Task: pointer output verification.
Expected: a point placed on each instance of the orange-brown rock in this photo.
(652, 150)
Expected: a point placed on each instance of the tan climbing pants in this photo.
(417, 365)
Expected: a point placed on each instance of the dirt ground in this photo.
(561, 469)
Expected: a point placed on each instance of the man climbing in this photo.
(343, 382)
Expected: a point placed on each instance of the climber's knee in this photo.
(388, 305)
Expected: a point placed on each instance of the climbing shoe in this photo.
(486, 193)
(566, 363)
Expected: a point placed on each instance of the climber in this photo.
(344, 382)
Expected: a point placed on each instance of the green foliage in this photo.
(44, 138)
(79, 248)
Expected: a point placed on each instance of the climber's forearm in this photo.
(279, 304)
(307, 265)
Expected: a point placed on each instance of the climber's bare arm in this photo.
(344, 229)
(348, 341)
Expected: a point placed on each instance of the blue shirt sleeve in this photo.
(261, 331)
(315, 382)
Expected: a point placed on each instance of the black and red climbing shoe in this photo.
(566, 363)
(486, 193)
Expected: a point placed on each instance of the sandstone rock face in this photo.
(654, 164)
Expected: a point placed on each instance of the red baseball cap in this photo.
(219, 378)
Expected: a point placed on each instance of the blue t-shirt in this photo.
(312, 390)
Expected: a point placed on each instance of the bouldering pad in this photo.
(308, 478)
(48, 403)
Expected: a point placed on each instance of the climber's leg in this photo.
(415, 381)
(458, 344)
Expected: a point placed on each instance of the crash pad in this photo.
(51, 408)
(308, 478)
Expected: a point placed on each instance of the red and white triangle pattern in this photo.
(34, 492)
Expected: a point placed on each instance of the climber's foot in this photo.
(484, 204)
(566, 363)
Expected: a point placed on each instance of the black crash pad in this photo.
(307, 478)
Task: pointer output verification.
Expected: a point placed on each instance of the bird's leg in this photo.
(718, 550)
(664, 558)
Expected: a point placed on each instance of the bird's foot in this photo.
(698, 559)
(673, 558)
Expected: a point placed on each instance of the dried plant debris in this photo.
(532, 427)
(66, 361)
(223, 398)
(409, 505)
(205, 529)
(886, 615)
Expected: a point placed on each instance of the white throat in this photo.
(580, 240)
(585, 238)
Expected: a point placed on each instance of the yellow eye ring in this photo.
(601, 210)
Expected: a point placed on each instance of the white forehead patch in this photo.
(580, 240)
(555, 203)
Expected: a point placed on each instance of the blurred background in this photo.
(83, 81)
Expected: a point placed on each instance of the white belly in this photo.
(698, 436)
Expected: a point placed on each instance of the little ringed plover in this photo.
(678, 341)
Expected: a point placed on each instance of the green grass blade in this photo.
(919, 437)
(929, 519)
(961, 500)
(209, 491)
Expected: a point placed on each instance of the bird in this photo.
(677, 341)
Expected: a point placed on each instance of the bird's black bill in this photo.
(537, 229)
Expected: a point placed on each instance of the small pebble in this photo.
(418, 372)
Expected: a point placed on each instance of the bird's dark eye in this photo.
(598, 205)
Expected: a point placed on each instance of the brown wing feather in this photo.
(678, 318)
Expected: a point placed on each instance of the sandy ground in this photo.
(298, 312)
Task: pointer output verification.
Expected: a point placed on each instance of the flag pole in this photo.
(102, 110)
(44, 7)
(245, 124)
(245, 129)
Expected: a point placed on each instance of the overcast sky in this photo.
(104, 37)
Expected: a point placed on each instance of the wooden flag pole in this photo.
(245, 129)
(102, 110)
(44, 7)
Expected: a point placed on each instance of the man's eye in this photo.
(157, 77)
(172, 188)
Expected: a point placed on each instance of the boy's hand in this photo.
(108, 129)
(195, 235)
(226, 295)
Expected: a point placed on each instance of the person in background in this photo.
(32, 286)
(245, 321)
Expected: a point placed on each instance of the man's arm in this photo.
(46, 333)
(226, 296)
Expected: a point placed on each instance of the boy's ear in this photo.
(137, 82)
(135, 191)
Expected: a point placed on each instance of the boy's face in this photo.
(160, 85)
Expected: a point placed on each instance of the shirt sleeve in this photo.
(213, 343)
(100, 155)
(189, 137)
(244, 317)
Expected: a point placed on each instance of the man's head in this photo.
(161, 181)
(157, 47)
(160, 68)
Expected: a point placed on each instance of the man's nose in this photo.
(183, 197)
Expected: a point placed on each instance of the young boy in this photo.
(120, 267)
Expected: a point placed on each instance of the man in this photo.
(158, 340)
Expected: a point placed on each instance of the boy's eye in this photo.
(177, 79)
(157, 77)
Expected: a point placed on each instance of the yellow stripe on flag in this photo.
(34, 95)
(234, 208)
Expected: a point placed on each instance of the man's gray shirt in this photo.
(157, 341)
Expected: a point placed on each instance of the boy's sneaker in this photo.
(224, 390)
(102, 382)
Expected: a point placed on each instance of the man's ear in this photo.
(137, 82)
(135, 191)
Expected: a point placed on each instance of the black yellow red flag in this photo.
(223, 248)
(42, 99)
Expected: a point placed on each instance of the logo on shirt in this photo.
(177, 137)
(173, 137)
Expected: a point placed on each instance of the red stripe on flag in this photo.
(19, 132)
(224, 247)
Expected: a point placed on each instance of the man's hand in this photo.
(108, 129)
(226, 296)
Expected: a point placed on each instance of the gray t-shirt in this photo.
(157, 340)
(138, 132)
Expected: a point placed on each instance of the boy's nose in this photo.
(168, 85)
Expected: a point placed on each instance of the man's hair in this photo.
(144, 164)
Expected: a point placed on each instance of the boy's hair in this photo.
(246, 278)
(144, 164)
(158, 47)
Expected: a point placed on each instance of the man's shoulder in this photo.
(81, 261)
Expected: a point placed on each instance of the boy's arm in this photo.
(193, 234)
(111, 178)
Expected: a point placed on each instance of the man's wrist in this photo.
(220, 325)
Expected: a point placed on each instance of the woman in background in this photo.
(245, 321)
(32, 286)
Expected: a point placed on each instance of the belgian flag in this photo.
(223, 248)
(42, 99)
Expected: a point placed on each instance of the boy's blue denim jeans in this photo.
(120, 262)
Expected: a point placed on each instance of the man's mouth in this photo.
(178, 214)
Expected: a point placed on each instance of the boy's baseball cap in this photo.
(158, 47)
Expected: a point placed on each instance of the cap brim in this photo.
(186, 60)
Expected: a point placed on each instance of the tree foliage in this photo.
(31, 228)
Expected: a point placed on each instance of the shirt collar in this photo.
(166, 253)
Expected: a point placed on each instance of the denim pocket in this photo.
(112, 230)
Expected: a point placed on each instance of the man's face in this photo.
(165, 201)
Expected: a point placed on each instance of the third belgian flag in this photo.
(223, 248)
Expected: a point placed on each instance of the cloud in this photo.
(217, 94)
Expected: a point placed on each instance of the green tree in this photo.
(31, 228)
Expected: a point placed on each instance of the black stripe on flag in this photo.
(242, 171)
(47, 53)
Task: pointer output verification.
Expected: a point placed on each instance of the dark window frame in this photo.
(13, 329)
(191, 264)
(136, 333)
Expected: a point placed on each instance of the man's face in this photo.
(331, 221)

--

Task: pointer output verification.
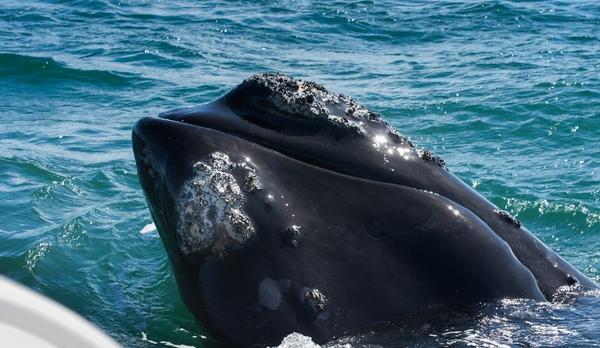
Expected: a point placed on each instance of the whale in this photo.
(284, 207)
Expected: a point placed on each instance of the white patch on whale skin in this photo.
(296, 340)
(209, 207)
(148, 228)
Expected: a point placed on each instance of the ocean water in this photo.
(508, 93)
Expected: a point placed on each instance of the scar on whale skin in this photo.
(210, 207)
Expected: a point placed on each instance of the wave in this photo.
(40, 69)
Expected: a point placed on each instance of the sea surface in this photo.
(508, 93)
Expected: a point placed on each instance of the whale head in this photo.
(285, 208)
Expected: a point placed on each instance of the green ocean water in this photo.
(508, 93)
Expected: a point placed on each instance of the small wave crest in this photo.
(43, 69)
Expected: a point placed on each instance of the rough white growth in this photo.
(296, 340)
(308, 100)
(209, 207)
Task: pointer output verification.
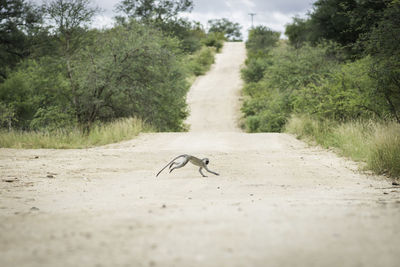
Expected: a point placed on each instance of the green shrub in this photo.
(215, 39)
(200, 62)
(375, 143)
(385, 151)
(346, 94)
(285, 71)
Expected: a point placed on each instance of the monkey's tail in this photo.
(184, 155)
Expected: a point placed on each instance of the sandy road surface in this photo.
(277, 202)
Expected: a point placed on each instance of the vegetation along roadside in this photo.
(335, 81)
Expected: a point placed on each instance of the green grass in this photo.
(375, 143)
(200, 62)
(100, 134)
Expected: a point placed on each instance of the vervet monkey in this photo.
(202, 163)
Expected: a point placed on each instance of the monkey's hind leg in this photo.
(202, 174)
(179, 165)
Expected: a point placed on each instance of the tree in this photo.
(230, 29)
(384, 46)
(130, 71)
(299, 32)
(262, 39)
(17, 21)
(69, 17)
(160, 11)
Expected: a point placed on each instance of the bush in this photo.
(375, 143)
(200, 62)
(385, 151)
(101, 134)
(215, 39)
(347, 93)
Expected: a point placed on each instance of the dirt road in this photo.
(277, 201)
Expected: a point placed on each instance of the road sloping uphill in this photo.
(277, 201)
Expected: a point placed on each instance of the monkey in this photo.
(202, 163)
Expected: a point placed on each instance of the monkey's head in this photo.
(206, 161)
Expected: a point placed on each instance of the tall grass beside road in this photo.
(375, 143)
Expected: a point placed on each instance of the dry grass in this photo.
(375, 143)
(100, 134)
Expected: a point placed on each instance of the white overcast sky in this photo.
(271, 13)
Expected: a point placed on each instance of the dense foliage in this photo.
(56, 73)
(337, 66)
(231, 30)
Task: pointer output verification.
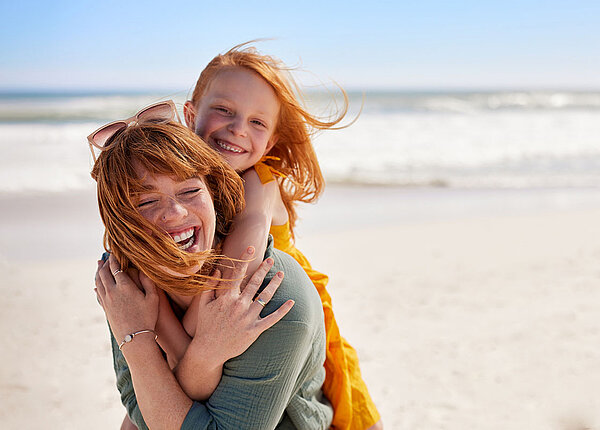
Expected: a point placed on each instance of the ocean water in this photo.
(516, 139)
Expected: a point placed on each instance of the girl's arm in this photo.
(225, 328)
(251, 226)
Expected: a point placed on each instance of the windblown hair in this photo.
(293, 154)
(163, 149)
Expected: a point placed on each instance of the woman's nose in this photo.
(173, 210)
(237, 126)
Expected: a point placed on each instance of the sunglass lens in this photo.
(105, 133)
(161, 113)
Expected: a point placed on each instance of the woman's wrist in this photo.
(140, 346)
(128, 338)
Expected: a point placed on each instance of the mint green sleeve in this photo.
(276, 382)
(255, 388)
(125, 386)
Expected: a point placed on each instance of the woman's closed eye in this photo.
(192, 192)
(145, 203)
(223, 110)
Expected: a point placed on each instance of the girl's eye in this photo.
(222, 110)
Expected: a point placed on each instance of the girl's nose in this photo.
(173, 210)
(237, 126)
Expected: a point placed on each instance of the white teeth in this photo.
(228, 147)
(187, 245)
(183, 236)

==

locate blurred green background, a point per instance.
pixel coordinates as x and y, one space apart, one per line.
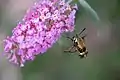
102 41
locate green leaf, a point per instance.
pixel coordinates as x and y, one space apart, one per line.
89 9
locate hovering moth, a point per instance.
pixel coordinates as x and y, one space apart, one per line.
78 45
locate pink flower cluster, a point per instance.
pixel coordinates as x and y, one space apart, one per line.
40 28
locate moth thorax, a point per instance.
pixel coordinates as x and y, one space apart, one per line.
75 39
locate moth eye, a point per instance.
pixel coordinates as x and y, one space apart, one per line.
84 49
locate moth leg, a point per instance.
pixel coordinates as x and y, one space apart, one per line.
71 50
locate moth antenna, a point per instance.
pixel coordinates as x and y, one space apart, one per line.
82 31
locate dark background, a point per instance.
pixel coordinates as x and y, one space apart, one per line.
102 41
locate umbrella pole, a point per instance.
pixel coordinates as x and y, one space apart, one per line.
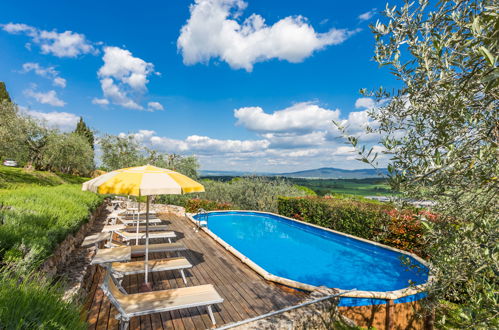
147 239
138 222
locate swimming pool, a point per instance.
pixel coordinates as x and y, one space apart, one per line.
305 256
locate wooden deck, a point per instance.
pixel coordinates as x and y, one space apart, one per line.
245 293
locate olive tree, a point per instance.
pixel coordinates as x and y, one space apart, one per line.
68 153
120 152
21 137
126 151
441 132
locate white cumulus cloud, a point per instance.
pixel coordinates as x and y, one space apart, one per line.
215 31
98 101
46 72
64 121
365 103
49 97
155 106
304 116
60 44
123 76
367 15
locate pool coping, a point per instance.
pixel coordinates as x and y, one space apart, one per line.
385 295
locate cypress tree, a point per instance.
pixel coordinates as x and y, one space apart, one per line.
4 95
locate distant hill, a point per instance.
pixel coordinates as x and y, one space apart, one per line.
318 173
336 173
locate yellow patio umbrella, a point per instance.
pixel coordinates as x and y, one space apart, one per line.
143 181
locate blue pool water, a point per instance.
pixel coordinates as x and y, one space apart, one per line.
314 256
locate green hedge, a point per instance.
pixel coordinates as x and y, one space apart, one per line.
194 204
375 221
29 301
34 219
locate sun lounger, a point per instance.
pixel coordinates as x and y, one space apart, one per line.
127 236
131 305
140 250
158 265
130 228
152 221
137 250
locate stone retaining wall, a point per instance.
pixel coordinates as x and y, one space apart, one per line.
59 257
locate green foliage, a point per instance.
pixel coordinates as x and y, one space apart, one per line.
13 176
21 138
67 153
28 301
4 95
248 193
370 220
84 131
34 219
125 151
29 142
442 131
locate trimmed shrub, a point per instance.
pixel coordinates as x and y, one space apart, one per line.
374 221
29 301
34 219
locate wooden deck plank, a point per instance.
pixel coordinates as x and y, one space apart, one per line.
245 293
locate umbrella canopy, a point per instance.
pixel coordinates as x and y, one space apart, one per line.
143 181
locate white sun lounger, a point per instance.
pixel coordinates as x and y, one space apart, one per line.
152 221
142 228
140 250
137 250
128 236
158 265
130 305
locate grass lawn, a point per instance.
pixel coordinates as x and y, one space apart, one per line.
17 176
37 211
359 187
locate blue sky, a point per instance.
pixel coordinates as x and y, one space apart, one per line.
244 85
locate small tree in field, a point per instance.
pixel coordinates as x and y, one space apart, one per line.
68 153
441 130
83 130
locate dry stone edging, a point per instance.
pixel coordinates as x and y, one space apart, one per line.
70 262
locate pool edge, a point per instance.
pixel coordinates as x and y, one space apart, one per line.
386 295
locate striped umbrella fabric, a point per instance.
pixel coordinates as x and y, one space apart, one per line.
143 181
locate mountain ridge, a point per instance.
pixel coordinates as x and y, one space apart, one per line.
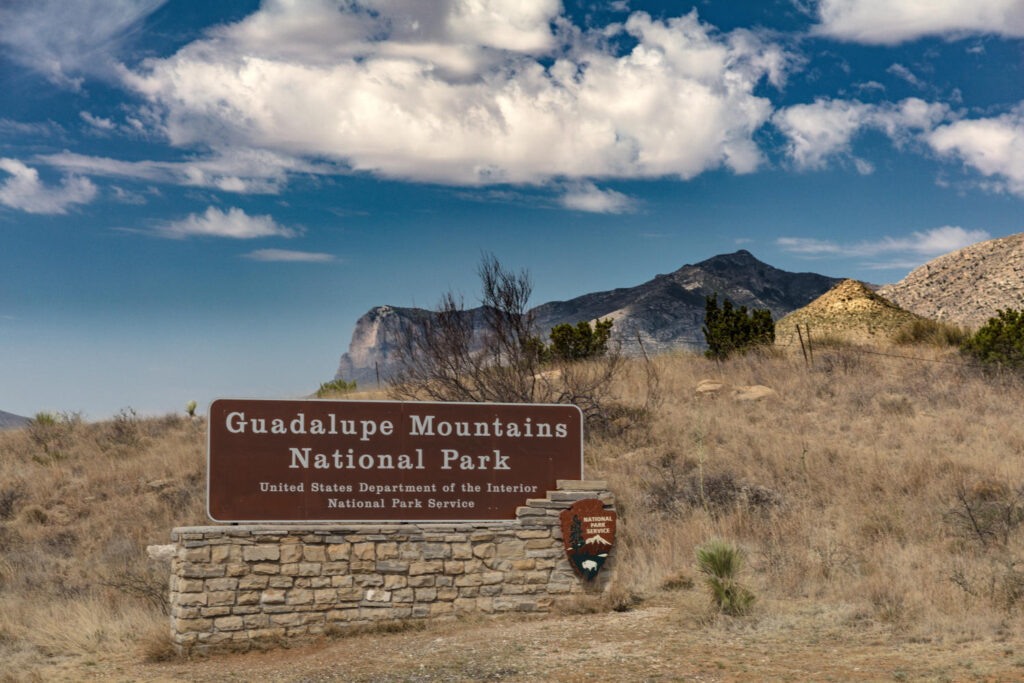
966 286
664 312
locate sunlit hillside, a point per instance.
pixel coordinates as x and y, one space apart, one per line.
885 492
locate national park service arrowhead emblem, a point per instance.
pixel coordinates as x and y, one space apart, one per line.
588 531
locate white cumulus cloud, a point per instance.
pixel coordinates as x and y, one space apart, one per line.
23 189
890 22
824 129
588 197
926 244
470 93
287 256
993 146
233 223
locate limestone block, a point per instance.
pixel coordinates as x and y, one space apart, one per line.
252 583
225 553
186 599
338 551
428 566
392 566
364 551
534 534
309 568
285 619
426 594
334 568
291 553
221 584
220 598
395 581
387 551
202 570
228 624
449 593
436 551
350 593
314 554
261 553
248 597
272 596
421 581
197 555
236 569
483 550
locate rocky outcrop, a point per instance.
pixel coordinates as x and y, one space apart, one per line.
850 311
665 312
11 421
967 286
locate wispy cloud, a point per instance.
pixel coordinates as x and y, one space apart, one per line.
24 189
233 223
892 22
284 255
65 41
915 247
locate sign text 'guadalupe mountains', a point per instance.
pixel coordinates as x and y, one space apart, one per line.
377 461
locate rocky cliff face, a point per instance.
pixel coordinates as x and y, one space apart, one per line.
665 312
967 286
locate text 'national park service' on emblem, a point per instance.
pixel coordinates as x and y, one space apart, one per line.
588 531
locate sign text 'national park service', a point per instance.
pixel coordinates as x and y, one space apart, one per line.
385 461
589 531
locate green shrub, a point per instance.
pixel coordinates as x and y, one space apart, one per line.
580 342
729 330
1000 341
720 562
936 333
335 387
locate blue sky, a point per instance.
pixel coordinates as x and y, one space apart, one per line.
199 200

:: ASSIGNMENT ::
This exercise requires the lines of the entries containing the string "national".

:: PROBLEM SOLUTION ::
locate national park service arrowhead emblem, a point per instance.
locate text 'national park service' on emblem, a point per instance.
locate sign text 'national park service', a point per instance.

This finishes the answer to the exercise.